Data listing
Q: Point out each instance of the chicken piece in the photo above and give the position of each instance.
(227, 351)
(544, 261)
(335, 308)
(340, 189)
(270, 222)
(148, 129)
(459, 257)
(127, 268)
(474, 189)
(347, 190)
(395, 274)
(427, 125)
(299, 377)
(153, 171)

WRITTEN PROBLEM:
Please rewrite every line of the entries in the data listing above, lowering each coordinate value in the answers by 8.

ANSWER IN FULL:
Q: Point out each instance of the chicken piece in the photo above and give the position of each instance.
(219, 343)
(536, 253)
(327, 300)
(332, 181)
(262, 214)
(140, 121)
(451, 249)
(119, 260)
(466, 181)
(339, 182)
(387, 266)
(419, 117)
(291, 369)
(145, 163)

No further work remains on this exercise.